EXERCISE.
Quote exactly the lines spanning from the top of the data below to the line that contains "Target: white cricket shirt", including both.

╭─ DATA FOR PROCESSING

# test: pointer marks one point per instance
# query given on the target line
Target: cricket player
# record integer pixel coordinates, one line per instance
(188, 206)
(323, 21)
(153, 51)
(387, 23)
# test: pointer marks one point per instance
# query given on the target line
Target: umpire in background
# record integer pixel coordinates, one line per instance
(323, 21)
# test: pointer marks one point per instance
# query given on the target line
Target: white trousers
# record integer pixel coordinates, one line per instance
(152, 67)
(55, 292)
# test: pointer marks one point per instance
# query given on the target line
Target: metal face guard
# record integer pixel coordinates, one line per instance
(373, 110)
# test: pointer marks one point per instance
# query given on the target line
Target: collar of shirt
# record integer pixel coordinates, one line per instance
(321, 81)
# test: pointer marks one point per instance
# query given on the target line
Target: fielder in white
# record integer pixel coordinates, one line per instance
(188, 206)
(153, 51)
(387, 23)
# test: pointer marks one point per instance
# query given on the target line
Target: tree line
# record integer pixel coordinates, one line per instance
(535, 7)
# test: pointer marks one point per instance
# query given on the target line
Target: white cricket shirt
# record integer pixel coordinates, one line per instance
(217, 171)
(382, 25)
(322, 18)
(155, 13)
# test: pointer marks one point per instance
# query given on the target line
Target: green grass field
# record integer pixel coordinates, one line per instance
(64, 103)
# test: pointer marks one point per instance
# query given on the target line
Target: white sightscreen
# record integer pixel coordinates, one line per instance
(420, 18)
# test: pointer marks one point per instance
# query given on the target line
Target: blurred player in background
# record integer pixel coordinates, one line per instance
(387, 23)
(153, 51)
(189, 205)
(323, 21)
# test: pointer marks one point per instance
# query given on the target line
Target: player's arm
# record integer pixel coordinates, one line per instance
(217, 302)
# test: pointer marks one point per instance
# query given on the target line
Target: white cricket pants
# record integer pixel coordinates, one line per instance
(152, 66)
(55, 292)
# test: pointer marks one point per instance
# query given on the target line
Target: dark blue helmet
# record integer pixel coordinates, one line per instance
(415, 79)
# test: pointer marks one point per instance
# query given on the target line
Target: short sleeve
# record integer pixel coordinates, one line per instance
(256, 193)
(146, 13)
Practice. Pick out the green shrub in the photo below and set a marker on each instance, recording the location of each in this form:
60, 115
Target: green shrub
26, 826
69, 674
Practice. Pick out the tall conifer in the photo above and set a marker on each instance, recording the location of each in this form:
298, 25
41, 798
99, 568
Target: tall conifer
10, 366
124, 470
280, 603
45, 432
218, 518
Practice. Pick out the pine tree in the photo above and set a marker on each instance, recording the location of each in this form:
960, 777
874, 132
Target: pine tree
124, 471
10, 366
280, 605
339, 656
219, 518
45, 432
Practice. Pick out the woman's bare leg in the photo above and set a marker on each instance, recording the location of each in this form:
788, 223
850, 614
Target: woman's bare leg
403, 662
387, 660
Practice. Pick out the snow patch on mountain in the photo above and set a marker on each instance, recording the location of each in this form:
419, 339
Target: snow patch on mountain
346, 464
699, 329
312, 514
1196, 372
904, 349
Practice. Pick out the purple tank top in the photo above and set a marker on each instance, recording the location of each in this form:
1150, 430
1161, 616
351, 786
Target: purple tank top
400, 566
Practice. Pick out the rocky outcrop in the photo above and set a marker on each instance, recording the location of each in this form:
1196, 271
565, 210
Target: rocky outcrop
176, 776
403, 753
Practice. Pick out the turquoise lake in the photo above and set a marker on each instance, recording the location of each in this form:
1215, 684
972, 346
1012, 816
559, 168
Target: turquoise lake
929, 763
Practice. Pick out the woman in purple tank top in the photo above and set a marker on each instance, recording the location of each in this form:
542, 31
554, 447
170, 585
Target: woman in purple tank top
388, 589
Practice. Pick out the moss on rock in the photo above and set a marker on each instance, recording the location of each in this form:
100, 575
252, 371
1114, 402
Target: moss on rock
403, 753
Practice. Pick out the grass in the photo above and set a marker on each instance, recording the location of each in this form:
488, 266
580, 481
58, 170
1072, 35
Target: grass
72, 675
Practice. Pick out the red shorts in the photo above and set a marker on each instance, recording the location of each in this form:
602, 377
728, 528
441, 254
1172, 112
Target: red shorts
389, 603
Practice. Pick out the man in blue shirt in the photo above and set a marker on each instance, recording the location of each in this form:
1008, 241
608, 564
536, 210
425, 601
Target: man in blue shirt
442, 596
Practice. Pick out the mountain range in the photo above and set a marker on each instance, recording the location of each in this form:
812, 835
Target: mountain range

╰─

TASK OUTPUT.
# test: pointer marks one point per instance
# query given on the target line
Target: cricket player
# record integer pixel coordinates, one line per instance
(188, 206)
(323, 21)
(153, 51)
(387, 23)
# test: pointer marks one point per instance
# query given on the target line
Target: umpire in background
# record integer pixel coordinates, one line per instance
(323, 21)
# test: pointer marks one point per instance
# query given on the target line
Target: white trousers
# record integer pixel coordinates, one line per instance
(152, 67)
(55, 292)
# test: pointer marks one point per instance
# query given on the target line
Target: metal face guard
# record integer pixel coordinates, one line per instance
(373, 110)
# test: pointer marks one point per instance
# query given on the target line
Target: collar of shirt
# record integer pixel coordinates, one line per instance
(321, 81)
# test: pointer marks one point per instance
# query given on the target line
Target: fielder in white
# record integer pixel coordinates, one line per instance
(188, 206)
(153, 51)
(387, 23)
# test: pointer marks one point per instance
# query given on the target line
Target: tree line
# record integer pixel coordinates, one line per instance
(535, 7)
# test: pointer marks one point per instance
# query given on the target line
Target: white cricket shirt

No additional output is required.